[Segmentation mask data]

------

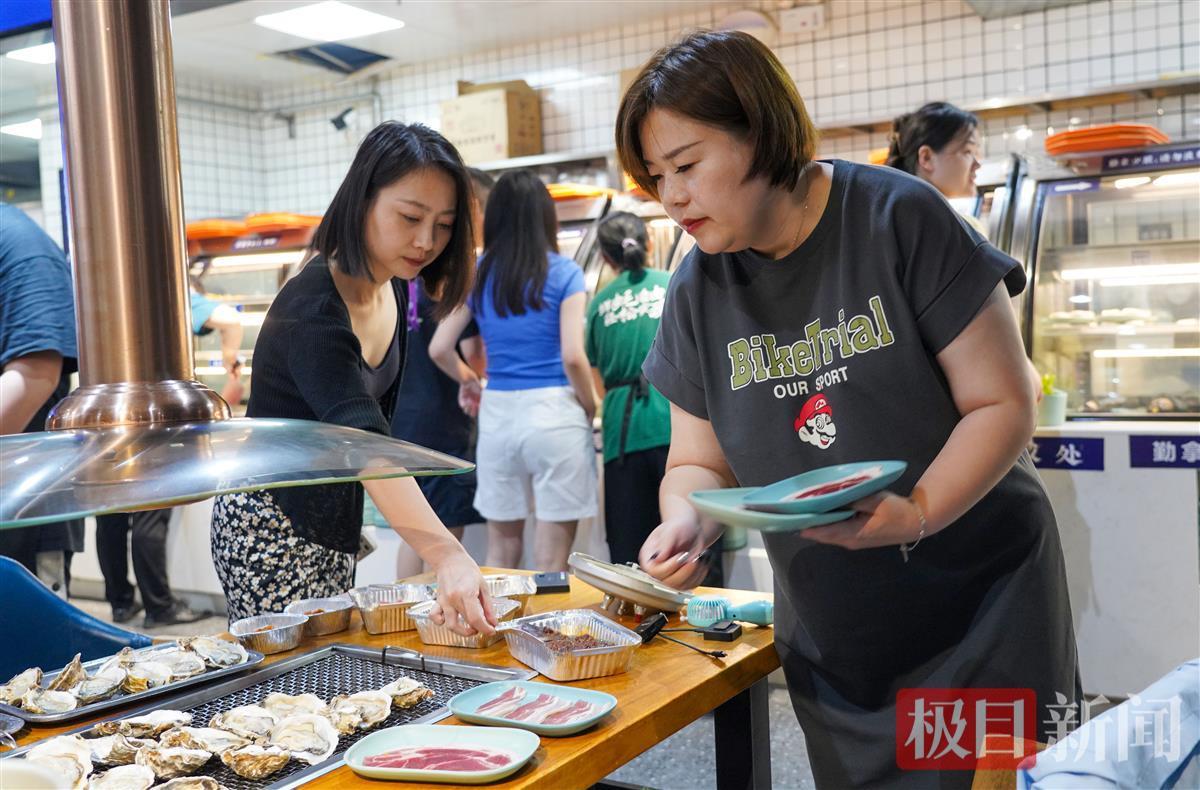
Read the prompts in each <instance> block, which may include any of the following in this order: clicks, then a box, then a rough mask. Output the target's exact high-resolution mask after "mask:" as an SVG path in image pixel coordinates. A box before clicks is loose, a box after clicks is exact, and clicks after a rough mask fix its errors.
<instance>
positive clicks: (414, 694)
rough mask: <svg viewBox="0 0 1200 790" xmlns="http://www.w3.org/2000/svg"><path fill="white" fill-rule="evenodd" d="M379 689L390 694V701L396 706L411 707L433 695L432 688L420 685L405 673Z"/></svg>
mask: <svg viewBox="0 0 1200 790" xmlns="http://www.w3.org/2000/svg"><path fill="white" fill-rule="evenodd" d="M379 690H380V692H386V693H388V694H391V702H392V705H395V706H396V707H413V706H414V705H416V704H419V702H421V701H422V700H427V699H430V698H431V696H433V690H432V689H428V688H426V687H424V686H421V684H420V683H418V682H416V681H414V680H413V678H410V677H408V676H407V675H401V676H400V677H397V678H396V680H395V681H392V682H391V683H388V684H386V686H384V687H383V688H380V689H379Z"/></svg>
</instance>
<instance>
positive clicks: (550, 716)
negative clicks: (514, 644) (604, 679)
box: [450, 681, 617, 736]
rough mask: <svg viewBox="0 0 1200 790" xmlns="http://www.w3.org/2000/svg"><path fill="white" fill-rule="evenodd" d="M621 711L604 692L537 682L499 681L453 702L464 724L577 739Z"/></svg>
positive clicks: (480, 687) (452, 708) (467, 692)
mask: <svg viewBox="0 0 1200 790" xmlns="http://www.w3.org/2000/svg"><path fill="white" fill-rule="evenodd" d="M614 707H617V698H616V696H613V695H612V694H605V693H604V692H593V690H592V689H587V688H575V687H570V686H552V684H550V683H535V682H533V681H498V682H496V683H485V684H482V686H476V687H475V688H473V689H468V690H466V692H463V693H461V694H458V695H456V696H455V698H454V699H451V700H450V712H451V713H454V714H455V716H457V717H458V718H460V719H462V720H463V722H470V723H473V724H487V725H493V726H518V728H522V729H526V730H529V731H530V732H536V734H538V735H548V736H559V735H575V734H576V732H580V731H582V730H586V729H588V728H589V726H592V725H593V724H595V723H596V722H599V720H600V719H602V718H604V717H606V716H608V713H610V712H611V711H612V710H613V708H614Z"/></svg>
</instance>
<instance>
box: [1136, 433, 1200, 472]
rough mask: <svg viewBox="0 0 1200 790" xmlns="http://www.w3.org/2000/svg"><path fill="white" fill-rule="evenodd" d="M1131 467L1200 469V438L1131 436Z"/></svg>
mask: <svg viewBox="0 0 1200 790" xmlns="http://www.w3.org/2000/svg"><path fill="white" fill-rule="evenodd" d="M1129 466H1132V467H1140V468H1151V469H1153V468H1176V469H1200V436H1130V437H1129Z"/></svg>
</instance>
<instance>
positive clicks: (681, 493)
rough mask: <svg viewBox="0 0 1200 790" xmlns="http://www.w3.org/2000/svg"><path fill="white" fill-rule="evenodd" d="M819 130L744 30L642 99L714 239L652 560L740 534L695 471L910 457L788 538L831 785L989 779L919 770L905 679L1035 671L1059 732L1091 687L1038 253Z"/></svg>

------

* WHAT TO WORK ON: Exactly as written above, print every line of the data but not its pictures.

* TASK ANSWER:
Read the prompts in each <instance> block, which may include any of the following in this order: clicks, then a box, then a rough mask. Output the target's exact high-resolution mask after "mask:" as an SVG path in image pixel coordinates. A box before clicks is loose, a box after clicks is exact, and clicks after a rough mask fix its errors.
<instance>
positive clicks: (414, 694)
rough mask: <svg viewBox="0 0 1200 790" xmlns="http://www.w3.org/2000/svg"><path fill="white" fill-rule="evenodd" d="M379 689L390 694V701L396 706L411 707L433 695L432 688L420 685L405 673Z"/></svg>
mask: <svg viewBox="0 0 1200 790" xmlns="http://www.w3.org/2000/svg"><path fill="white" fill-rule="evenodd" d="M379 690H380V692H386V693H388V694H391V702H392V705H395V706H396V707H413V706H414V705H416V704H419V702H421V701H422V700H427V699H430V698H431V696H433V690H432V689H428V688H426V687H424V686H421V684H420V683H418V682H416V681H414V680H413V678H410V677H408V676H407V675H401V676H400V677H397V678H396V680H395V681H392V682H391V683H388V684H386V686H384V687H383V688H380V689H379Z"/></svg>
</instance>
<instance>
positive clicks: (550, 716)
negative clicks: (514, 644) (604, 679)
box: [450, 681, 617, 736]
rough mask: <svg viewBox="0 0 1200 790" xmlns="http://www.w3.org/2000/svg"><path fill="white" fill-rule="evenodd" d="M621 711L604 692L537 682L499 681L453 702L464 724L577 739Z"/></svg>
positive clicks: (480, 687) (452, 708) (467, 692)
mask: <svg viewBox="0 0 1200 790" xmlns="http://www.w3.org/2000/svg"><path fill="white" fill-rule="evenodd" d="M614 707H617V698H616V696H613V695H612V694H605V693H604V692H593V690H592V689H587V688H575V687H570V686H552V684H550V683H535V682H533V681H498V682H496V683H485V684H482V686H476V687H475V688H473V689H468V690H466V692H463V693H461V694H458V695H456V696H455V698H454V699H451V700H450V712H451V713H454V714H455V716H457V717H458V718H460V719H462V720H463V722H470V723H473V724H487V725H493V726H518V728H522V729H526V730H529V731H530V732H536V734H538V735H548V736H559V735H575V734H576V732H580V731H582V730H586V729H588V728H589V726H592V725H593V724H595V723H596V722H599V720H600V719H602V718H604V717H606V716H608V713H610V712H611V711H612V710H613V708H614Z"/></svg>
</instance>
<instance>
box: [1136, 433, 1200, 472]
rough mask: <svg viewBox="0 0 1200 790" xmlns="http://www.w3.org/2000/svg"><path fill="white" fill-rule="evenodd" d="M1131 467L1200 469V438L1131 436Z"/></svg>
mask: <svg viewBox="0 0 1200 790" xmlns="http://www.w3.org/2000/svg"><path fill="white" fill-rule="evenodd" d="M1129 466H1132V467H1140V468H1151V469H1153V468H1176V469H1200V436H1130V437H1129Z"/></svg>
</instance>
<instance>
positive clicks: (681, 493)
rough mask: <svg viewBox="0 0 1200 790" xmlns="http://www.w3.org/2000/svg"><path fill="white" fill-rule="evenodd" d="M819 130L744 30L642 99L714 239L652 560L740 534L695 471L910 457L788 538L831 785L989 779L919 770L905 679L1035 671L1059 732L1091 687L1038 253Z"/></svg>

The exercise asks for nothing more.